Activity> Set down, in full, every record in the block.
= = =
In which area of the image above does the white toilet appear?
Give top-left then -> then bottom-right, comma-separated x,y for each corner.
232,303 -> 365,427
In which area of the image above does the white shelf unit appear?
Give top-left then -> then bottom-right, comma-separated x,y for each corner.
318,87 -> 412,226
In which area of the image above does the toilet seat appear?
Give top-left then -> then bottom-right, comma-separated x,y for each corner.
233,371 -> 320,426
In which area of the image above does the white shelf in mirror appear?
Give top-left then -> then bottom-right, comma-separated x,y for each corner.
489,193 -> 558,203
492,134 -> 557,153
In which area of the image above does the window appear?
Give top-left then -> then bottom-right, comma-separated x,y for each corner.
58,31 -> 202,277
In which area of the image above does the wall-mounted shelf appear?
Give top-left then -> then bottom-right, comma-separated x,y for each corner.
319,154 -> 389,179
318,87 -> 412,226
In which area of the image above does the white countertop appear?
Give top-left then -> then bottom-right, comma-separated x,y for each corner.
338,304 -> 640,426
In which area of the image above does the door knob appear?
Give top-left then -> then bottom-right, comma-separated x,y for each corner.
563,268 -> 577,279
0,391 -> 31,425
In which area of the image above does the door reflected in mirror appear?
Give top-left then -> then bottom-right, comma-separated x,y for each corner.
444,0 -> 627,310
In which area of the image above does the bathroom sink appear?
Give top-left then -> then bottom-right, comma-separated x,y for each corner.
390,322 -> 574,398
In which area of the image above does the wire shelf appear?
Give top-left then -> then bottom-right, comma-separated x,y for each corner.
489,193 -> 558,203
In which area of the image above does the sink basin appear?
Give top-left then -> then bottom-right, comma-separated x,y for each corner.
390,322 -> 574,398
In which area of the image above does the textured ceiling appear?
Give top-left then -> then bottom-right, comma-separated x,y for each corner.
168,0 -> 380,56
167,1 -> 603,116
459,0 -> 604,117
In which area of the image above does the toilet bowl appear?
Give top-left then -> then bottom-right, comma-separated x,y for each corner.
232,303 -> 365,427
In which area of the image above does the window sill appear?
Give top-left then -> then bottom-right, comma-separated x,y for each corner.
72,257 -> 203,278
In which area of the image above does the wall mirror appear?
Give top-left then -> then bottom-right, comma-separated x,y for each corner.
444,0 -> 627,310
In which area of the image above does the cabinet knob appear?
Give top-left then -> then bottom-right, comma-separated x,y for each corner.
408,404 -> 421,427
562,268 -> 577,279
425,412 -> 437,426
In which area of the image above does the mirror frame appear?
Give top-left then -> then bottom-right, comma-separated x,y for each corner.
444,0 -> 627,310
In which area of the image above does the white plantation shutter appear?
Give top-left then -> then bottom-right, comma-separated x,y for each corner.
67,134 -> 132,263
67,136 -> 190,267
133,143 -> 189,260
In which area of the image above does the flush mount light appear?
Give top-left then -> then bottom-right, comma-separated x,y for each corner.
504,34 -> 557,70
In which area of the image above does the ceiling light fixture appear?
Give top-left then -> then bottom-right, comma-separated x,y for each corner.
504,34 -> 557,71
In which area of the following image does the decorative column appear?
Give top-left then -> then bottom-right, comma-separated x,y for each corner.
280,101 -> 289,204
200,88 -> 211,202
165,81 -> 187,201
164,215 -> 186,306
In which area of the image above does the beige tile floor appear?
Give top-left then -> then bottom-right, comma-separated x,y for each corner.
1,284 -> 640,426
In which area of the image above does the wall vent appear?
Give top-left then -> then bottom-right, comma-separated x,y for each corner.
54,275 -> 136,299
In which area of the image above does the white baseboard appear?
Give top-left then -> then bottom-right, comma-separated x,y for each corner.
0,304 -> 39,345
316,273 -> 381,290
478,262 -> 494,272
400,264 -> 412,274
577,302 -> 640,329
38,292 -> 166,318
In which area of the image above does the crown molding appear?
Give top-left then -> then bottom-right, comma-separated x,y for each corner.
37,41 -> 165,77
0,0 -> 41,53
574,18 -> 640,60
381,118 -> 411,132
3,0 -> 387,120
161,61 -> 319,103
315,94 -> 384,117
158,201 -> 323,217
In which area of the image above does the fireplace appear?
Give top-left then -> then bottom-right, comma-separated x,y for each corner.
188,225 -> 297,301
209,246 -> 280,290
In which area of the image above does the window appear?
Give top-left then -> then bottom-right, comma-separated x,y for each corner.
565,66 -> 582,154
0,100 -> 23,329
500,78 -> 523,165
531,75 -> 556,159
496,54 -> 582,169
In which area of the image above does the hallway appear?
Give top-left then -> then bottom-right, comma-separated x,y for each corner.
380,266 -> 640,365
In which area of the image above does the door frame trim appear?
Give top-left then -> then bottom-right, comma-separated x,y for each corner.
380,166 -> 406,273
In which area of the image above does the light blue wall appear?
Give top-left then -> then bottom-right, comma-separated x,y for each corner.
= = =
Worked solution>
In which area of the image above does the white toilet appear?
Give top-left then -> then bottom-right, comma-separated x,y for each corner.
232,303 -> 365,427
In which area of the image above does the white shelf unit appear?
Give top-left then -> then bottom-right, comma-separated x,y for each corner.
318,87 -> 412,226
In which area of the image above does the toilet seat appear?
Give top-left then -> then bottom-right, comma-separated x,y for each corner.
233,371 -> 320,426
In which area of the image above does the white shelf in mirror appear?
Give top-left then -> then bottom-right, comma-separated x,y for each corner.
489,193 -> 558,203
492,134 -> 557,153
In which area of the image above does the window appear?
Give top-left then -> then bottom-right, comma-separated x,y for each corner.
58,31 -> 202,277
In which area of the image above does the wall-mounted shelf appear?
Give top-left then -> then bottom-right, comma-separated x,y for each corner.
319,154 -> 389,179
318,87 -> 412,226
In which area of the image above does the white countertop appear?
Give top-left then -> then bottom-right, comma-separated x,y for each corner.
338,304 -> 640,426
In which area of the image above does the door knob appear?
Give top-left then -> then bottom-right, comma-separated x,y for each corner.
563,268 -> 577,279
0,391 -> 31,425
In which area of the image above does the door reflected in mirror appear?
Give top-left then -> then bottom-right, comma-separated x,y for each corner.
444,0 -> 627,310
In which area of the image above does the bathroom sink appear?
Give top-left then -> then bottom-right, comma-separated x,y for each corner.
390,322 -> 574,398
In which area of the image above does the wire shelf appear?
Give top-left then -> then bottom-right, comma-separated x,y for each corner.
489,193 -> 558,203
In which area of the image above does the sink basin appear?
Give top-left then -> then bottom-right, comma-separated x,y for each corner.
390,322 -> 574,398
In which area of the image above does the textured ceiling appear?
Give top-left then -> then bottom-right, comma-separated x,y for each corner.
168,0 -> 380,56
167,1 -> 603,116
459,0 -> 604,117
In which area of the image above does the toilet bowl appear?
Give top-left then -> then bottom-right, comma-separated x,y for each corner.
232,303 -> 365,427
In which area of the image above does the window sill appear?
Give top-left then -> then bottom-right, comma-separated x,y for each corner.
72,257 -> 203,278
In which area of the image above does the wall mirror appear?
Give top-left then -> then bottom-right, comma-separated x,y for each corner.
444,0 -> 627,310
In which area of the image above does the cabinet knob appear?
Give top-left then -> then bottom-right, comma-separated x,y for each corner.
408,404 -> 421,427
562,268 -> 577,279
425,412 -> 437,426
In which area of the image above does the mirror frame appear?
Give top-left then -> then bottom-right, comma-separated x,y for each corner.
444,0 -> 627,310
In which area of the image above does the white plantation shutter appear?
Give top-left then -> then bottom-right, comma-separated x,y for each corner.
67,134 -> 132,263
67,136 -> 190,267
133,143 -> 189,260
In which area of the image above does the flush mount light appear?
Give top-left then -> then bottom-right, comma-separated x,y for each corner.
504,34 -> 557,70
In which area of the image above does the ceiling light fixture appear?
Give top-left then -> then bottom-right, comma-separated x,y for each corner.
504,34 -> 557,71
In which area of the following image does the decorative column appear?
Give top-left then -> then bottom-right, comma-separated x,y for each corner.
280,101 -> 289,204
200,88 -> 211,202
165,81 -> 187,201
164,215 -> 186,306
In which area of the image above does the beige tile floor appear?
Give top-left then -> then bottom-right, comma-separated x,y for each corner.
1,284 -> 640,426
In which area of the image above does the wall vent appear?
Give top-left then -> then bottom-right, comma-separated x,y for each corner.
54,275 -> 136,299
In which area of the image above does the white baseboard appear?
Give top-left then -> then bottom-right, comma-separated x,y for each corner.
0,304 -> 39,345
316,273 -> 381,290
478,262 -> 494,272
400,264 -> 412,274
577,302 -> 640,329
38,292 -> 166,318
In which area of the image above does the crown molding appear?
Give top-left then -> then bottom-right, comma-separated x,y for each corner.
37,41 -> 165,77
0,0 -> 41,53
574,18 -> 640,60
381,118 -> 411,132
3,0 -> 387,120
161,61 -> 319,103
315,94 -> 384,117
158,201 -> 323,217
In which area of the image above does the fireplace appear?
Give top-left then -> then bottom-right, comma-separated x,y for each corner.
188,225 -> 297,301
209,246 -> 280,290
In which area of the image above does the window appear?
Give top-left then -> then bottom-right, comma-separated x,y for each corner.
565,66 -> 582,154
0,100 -> 23,329
500,78 -> 523,165
531,75 -> 556,159
496,54 -> 582,169
In which area of the image above does the hallway appear?
Give top-left then -> then bottom-right, comma-separated x,y for each corner.
380,266 -> 640,365
In which area of the image above does the door frame trim appear?
Give top-left then -> then bottom-right, comma-separated x,y for each corner.
380,166 -> 406,273
In which area of the image above does the light blue wall appear?
Give top-left then -> then bottom-right, comma-separated x,y for each corner.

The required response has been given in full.